Task description: Nothing in the records should be altered; retype them all exactly.

■ ■ ■

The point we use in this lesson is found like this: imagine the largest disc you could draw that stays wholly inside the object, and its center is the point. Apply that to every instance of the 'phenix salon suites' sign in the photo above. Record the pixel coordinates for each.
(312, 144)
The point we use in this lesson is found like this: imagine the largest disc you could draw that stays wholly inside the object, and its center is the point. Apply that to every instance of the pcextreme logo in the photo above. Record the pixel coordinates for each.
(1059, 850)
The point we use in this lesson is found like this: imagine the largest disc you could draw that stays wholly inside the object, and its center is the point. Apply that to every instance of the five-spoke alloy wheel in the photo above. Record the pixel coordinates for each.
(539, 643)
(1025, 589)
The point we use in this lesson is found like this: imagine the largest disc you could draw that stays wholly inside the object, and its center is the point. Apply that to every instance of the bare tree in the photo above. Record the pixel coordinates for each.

■ ■ ■

Task output:
The point we use in this lesson is found like this: imagine the largest disc you could draw that stays wholly inside the object, and its center is the point. Apply that to every instance of the 'phenix salon suites' sign in the photo above. Record the pixel coordinates for each.
(312, 144)
The point we use in this lesson is found like this: imagine the largest disc you could draw that stays wholly inside the object, and its center is the point. Apply that to every instance of the pcextreme logo in the photo above. Record the pixel coordinates for each.
(1059, 850)
The point we use in this lesson is found like this: imagine the largest disc you could draw that stays wholly inside the object, and its center is the point. Apply that to every instance of the five-spoke alloy wheel in the photo above. Record the pixel coordinates for each.
(539, 643)
(1025, 589)
The point we use in this lesson is found like this: imagine the largest disc you could draw that stays wholly inside the object, and its center is the point. Apply that to every instance of the bare tree in the photo above. Record the pixel coordinates for each.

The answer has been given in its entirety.